--- begin ---
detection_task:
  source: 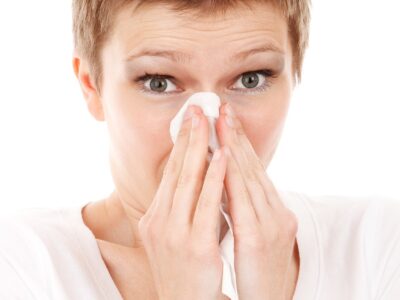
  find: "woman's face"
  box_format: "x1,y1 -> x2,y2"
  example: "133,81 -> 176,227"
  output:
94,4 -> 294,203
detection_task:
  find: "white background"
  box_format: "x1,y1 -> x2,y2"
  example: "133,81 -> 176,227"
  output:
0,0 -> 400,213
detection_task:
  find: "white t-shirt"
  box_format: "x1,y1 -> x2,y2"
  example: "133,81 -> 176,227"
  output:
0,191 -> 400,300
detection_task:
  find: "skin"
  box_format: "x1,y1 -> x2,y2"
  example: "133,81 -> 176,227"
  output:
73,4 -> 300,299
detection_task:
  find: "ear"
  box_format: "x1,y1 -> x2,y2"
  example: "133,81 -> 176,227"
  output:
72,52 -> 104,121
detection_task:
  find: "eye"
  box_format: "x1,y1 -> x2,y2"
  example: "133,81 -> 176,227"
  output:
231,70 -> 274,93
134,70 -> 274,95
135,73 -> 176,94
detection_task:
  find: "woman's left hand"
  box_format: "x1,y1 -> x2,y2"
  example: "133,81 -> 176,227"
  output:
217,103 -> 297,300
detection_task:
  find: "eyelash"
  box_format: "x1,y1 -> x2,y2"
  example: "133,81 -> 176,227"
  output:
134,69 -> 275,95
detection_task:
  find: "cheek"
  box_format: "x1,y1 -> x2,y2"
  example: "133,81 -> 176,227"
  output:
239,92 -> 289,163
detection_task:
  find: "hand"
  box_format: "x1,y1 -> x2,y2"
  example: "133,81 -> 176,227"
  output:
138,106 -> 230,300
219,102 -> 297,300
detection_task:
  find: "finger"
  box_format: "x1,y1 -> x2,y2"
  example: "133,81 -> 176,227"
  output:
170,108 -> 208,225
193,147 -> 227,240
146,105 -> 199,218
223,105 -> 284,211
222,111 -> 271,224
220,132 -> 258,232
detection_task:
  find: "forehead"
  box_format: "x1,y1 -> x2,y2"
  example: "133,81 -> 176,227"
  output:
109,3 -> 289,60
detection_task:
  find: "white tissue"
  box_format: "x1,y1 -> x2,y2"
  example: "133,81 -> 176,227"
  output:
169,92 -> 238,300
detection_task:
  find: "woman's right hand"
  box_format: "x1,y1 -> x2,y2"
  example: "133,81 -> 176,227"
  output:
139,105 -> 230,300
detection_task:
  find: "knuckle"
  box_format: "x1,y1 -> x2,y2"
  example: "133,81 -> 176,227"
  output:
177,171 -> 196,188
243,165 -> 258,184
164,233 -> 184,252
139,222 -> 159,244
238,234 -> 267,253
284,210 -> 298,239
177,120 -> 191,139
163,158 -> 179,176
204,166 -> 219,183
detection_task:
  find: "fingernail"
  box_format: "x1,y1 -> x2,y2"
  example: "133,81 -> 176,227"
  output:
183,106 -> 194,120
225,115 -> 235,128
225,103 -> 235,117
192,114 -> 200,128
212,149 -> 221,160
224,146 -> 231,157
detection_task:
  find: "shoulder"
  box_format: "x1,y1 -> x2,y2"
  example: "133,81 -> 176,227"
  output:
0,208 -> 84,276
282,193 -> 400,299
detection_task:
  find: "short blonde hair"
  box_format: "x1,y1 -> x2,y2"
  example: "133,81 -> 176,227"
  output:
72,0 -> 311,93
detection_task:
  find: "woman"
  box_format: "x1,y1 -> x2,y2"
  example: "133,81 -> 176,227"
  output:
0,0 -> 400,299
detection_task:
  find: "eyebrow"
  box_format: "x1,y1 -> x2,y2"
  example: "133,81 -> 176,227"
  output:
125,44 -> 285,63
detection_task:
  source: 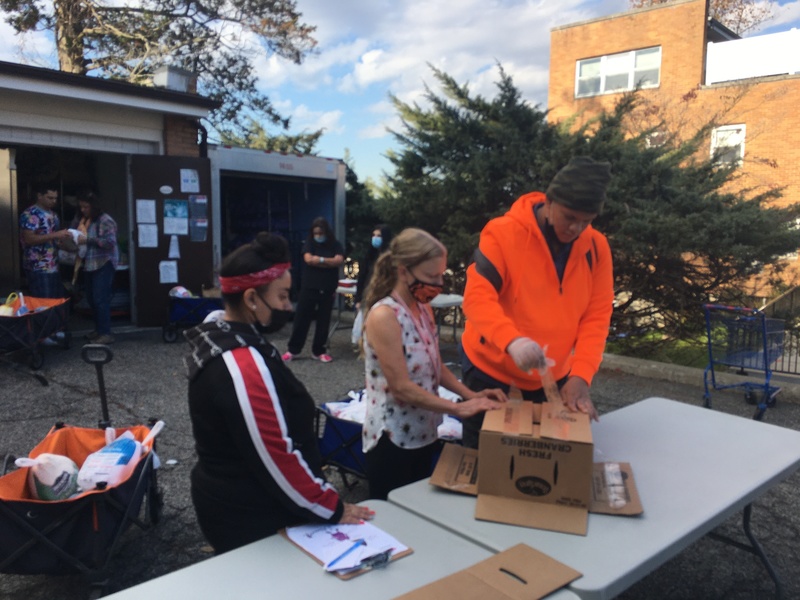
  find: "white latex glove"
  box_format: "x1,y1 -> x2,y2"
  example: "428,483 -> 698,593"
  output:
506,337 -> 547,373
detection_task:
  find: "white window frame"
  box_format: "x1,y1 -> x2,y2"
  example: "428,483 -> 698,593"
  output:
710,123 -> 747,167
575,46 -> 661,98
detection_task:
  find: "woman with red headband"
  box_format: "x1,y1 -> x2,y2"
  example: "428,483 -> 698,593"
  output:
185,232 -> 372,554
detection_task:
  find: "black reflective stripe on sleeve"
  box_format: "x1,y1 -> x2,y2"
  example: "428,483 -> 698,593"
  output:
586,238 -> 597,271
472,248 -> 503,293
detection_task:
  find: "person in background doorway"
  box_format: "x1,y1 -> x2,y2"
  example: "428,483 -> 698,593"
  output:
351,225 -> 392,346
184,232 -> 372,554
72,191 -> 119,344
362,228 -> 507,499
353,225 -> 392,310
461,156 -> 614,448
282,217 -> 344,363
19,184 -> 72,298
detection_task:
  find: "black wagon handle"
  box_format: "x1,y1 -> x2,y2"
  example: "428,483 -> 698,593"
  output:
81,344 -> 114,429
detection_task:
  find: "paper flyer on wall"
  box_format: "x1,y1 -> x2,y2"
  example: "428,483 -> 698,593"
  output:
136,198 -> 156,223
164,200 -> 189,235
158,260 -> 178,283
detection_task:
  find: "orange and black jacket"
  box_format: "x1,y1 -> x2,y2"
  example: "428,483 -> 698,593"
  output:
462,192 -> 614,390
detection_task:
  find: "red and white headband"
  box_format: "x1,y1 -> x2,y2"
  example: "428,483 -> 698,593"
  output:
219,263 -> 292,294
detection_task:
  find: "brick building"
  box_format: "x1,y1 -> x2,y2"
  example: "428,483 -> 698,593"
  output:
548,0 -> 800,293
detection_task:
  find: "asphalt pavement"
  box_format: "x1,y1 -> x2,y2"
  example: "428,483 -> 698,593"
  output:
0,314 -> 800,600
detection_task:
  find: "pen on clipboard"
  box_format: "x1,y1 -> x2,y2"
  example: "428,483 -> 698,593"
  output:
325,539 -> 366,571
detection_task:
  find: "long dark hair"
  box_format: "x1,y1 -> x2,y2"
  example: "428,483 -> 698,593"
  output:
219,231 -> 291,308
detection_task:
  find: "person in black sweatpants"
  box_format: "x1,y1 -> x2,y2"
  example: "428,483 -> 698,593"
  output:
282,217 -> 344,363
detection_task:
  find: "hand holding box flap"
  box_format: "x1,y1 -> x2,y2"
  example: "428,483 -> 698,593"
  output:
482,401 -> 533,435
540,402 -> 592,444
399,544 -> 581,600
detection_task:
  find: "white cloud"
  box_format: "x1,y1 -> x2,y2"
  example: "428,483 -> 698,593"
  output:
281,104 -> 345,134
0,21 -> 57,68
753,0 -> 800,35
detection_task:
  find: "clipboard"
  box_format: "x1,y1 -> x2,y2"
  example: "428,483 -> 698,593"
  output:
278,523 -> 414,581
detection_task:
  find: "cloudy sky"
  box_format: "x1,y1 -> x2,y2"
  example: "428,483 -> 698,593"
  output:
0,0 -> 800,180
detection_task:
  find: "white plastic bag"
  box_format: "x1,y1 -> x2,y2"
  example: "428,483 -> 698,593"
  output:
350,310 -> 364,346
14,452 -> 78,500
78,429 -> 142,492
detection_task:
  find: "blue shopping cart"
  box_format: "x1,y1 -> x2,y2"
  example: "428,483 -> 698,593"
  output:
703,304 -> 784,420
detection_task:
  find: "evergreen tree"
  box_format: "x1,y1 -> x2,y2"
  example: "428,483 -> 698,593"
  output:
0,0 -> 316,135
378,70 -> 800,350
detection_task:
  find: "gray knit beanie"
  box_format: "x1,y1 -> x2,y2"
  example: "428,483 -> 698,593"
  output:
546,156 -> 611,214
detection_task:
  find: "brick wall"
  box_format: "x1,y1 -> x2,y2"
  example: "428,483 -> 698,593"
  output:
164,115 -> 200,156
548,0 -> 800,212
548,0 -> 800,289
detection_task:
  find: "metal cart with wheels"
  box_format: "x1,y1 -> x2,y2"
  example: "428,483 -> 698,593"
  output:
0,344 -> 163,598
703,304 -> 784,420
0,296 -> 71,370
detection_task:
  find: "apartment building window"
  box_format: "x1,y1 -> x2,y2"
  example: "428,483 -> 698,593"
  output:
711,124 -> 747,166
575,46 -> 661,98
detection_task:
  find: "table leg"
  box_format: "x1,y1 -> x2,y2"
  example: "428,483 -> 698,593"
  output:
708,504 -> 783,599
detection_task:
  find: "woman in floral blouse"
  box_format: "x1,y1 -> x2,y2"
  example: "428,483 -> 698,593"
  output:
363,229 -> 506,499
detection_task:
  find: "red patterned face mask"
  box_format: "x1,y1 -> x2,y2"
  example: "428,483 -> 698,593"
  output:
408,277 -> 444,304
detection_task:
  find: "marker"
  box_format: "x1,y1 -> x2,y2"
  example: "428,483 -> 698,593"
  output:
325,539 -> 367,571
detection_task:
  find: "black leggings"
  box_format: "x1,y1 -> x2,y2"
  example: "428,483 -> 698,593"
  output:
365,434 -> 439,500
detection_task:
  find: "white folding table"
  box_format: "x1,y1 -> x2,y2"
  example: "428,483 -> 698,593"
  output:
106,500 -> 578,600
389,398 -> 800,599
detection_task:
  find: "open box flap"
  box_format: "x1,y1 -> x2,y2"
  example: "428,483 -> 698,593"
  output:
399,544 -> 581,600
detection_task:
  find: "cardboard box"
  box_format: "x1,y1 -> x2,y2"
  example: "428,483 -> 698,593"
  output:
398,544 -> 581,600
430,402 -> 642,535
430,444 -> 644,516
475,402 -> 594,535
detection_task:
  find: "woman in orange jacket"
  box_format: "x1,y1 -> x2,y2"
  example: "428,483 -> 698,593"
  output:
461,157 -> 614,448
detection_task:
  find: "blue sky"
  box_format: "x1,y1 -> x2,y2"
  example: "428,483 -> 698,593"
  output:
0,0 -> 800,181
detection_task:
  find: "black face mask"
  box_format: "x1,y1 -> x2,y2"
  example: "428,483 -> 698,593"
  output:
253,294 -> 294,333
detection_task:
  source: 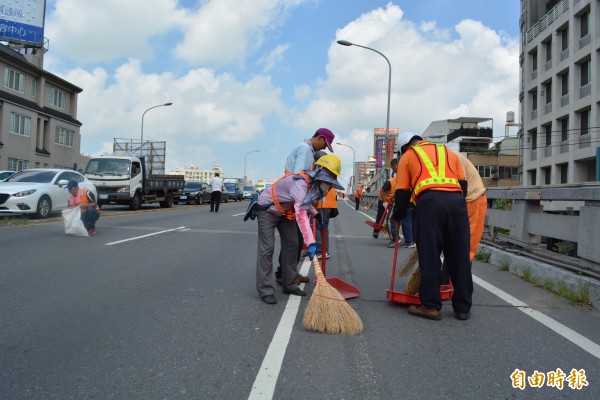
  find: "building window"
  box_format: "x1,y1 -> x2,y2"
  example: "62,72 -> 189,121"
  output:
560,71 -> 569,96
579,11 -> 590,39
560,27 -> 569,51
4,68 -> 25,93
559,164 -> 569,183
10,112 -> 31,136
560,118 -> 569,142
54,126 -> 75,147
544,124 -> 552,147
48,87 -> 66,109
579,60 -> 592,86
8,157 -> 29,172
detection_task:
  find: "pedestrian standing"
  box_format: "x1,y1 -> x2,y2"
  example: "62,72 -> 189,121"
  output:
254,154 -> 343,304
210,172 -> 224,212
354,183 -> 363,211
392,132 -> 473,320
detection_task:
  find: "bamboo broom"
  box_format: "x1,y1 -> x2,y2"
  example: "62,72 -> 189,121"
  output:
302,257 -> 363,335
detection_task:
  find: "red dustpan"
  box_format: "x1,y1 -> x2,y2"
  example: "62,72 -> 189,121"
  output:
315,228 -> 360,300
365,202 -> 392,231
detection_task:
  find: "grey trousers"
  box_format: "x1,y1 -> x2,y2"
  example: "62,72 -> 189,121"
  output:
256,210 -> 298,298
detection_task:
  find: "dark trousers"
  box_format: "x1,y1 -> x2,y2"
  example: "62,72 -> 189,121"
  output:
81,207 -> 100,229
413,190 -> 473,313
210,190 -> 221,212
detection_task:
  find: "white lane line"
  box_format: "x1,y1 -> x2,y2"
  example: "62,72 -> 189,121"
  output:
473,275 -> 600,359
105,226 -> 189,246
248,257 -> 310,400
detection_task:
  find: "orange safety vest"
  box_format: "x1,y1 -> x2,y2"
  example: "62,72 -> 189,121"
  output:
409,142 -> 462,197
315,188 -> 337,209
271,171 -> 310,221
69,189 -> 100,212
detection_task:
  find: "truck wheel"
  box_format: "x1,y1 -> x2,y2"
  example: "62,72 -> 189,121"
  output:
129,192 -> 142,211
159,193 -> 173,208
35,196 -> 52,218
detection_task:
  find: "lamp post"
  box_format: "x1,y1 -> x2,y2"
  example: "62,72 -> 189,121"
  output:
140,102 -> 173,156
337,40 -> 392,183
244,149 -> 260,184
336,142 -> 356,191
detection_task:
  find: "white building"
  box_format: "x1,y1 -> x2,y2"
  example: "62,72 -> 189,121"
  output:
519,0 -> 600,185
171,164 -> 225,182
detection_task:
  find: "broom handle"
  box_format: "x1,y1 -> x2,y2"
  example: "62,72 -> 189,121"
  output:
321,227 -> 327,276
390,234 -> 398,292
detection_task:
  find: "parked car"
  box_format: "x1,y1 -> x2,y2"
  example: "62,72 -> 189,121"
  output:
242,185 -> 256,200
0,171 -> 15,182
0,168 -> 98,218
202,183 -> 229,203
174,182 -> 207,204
--- end ---
Show each line of the listing above that contains the string "building".

WRITTEN ANSWER –
  find: "brick building"
  find: "apartment building window"
  find: "building window"
  find: "white building"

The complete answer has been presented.